- _Exercise 1_
Answer these questions from the text on manual hardware tests below.
(a) Which three fields of work does the writer name?
(b) Which testing framework is named for its ease of use?
(c) In the example motor test, what are the steps in order?
- _Exercise 2_
Repeat the passage of the text on manual hardware tests from "The kind of" up to and including "level control functions.".
- _Exercise 3_
Carry on the text on manual hardware tests from the point where it stops.
[Text segment]
Recently I ran into some problems with tests that could not easily be run in an automated manner. In the spirit of a glass half full, I am trying to decide if manual tests are partially useful, partially useless, or totally useless.
The kind of work that I do, laboratory automation, scientific instrumentation, medical devices, deals a lot with hardware: sensors, motors, lasers, all kinds of fun stuff. Over the last several years I have relied heavily on TDD, DI, and mocking frameworks to be able to abstract away many of the dependencies on the actual hardware for my testing and instead use mocks to verify higher level control functions.
At some point the rubber needs to meet the road and you need to make sure that what you are doing with the hardware is really what is supposed to happen, i.e. did a motor move, was an image captured, did you really measure the temperature correctly. I have found that the ease-of-use of modern testing frameworks like MbUnit make writing a test a convenient way to perform this kind of hardware-software integration test. As an example, consider a test that verifies that a motor moves correctly. The test will read the position of the motor, move the motor in the forward direction, stop the motor, then read the position again and see if the motor has moved.
[/Text segment]
[Record excerpts]
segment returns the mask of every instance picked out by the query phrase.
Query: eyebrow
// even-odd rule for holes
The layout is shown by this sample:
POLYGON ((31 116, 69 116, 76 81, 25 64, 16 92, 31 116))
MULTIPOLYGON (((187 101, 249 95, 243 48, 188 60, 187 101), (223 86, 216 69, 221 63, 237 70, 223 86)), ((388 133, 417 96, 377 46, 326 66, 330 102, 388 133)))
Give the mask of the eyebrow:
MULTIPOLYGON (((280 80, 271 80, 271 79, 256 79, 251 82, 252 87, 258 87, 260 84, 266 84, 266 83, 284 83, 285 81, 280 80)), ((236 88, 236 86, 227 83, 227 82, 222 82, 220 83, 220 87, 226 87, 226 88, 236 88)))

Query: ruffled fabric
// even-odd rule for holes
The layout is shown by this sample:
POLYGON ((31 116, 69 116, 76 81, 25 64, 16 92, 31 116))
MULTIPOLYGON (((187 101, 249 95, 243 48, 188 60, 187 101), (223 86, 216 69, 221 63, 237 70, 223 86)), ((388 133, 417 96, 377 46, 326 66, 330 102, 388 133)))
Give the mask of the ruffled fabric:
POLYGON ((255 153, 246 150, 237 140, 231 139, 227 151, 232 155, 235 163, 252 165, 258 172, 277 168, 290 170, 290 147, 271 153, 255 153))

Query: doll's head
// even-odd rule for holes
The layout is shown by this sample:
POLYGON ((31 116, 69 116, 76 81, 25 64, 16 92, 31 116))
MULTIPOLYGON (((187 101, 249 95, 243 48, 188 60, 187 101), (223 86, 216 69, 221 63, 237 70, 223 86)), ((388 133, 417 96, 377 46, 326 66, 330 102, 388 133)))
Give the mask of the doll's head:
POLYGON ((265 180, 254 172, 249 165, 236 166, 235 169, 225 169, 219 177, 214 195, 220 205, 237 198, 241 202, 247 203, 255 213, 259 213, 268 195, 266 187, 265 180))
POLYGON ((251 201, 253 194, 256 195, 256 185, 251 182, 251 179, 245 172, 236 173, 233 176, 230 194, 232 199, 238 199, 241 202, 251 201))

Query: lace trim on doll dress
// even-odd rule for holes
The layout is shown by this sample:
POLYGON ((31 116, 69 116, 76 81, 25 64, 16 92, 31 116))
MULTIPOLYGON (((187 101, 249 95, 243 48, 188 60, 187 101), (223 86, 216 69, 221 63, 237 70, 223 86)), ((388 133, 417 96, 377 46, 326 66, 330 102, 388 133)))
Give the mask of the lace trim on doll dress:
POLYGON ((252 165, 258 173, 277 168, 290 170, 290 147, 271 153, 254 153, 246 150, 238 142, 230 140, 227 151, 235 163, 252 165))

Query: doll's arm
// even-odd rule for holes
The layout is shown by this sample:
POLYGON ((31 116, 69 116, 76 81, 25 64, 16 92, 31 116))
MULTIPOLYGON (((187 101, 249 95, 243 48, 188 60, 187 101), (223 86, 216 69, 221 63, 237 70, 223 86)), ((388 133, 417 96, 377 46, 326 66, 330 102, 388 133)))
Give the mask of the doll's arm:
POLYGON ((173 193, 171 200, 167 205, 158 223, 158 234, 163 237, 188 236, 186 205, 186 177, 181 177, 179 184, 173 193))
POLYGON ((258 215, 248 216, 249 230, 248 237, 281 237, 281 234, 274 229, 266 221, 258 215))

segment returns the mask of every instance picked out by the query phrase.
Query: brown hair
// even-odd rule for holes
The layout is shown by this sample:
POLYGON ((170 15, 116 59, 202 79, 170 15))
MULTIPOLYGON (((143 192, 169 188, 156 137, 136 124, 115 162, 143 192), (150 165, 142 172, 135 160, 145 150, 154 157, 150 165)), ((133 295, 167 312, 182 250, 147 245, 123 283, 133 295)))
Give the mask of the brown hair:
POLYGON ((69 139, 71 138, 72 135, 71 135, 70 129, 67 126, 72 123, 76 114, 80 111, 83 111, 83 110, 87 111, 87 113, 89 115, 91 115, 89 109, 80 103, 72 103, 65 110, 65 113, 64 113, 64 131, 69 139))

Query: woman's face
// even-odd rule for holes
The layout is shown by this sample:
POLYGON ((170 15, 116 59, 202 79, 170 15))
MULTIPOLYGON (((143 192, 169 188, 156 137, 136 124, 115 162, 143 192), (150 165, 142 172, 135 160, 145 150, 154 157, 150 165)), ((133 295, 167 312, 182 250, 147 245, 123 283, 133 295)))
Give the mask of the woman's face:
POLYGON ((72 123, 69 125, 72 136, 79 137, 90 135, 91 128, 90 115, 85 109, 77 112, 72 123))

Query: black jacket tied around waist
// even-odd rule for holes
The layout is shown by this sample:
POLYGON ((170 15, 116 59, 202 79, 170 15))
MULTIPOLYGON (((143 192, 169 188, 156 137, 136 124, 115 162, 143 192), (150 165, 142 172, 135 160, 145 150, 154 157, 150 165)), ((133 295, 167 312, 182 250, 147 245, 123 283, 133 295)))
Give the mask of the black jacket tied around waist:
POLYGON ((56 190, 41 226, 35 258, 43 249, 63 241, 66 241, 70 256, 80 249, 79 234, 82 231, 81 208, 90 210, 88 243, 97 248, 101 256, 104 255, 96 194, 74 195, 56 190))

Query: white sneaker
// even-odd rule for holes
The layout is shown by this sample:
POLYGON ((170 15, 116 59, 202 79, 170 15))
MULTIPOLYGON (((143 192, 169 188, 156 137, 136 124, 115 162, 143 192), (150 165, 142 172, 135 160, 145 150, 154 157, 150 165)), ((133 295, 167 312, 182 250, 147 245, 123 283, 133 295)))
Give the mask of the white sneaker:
[/Record excerpts]
- _Response 1_
(a) Laboratory automation, scientific instrumentation, and medical devices.
(b) MbUnit.
(c) The test reads the motor's position, moves the motor forward, stops it, and then reads the position again to see whether the motor has moved.

- _Response 2_
The kind of work that I do, laboratory automation, scientific instrumentation, medical devices, deals a lot with hardware: sensors, motors, lasers, all kinds of fun stuff. Over the last several years I have relied heavily on TDD, DI, and mocking frameworks to be able to abstract away many of the dependencies on the actual hardware for my testing and instead use mocks to verify higher level control functions.

- _Response 3_
[TestCategory("Motor Harware Tests")] [TestMethod] public void TestMovingMotorForward() { double moveMillimeters = 10.0; double allowedTolerance = 0.1; LinearMotor motor = new LinearMotor(); double startPosition = motor.GetPosition(); motor.MoveRelative(moveMillimeters); double endPosition = motor.GetPosition(); Assert.AreEqual(moveMillimeters, endPosition - startPosition, allowedTolerance); }
Now this test is doing a lot of things and it certainly is not a unit test in the strictest definition. I want to stress that before I ever get to this kind of test I have already written a lot of lower level unit tests with the hardware abstracted away. In many cases the code has been written and unit-tested long before the hardware even gets in the door and gets wired up, so these types of tests are really more like system integration tests.
But here’s the problem. I can’t run this test on my automated build server because the test requires a special fixture, i.e. the hardware. I can exclude the test by including it in a special test category and telling my automated test runner to not execute that category, but what do I do about running the test? Do I make sure to run it manually at some frequency (1/week, 1/day, etc). Do I just leave it in the code base and only run it manually if there is a reported problem? What happens when I run it and there is a problem, how to I know when the error got introduced? Do I rip the test out since it is not automated and is just cruft?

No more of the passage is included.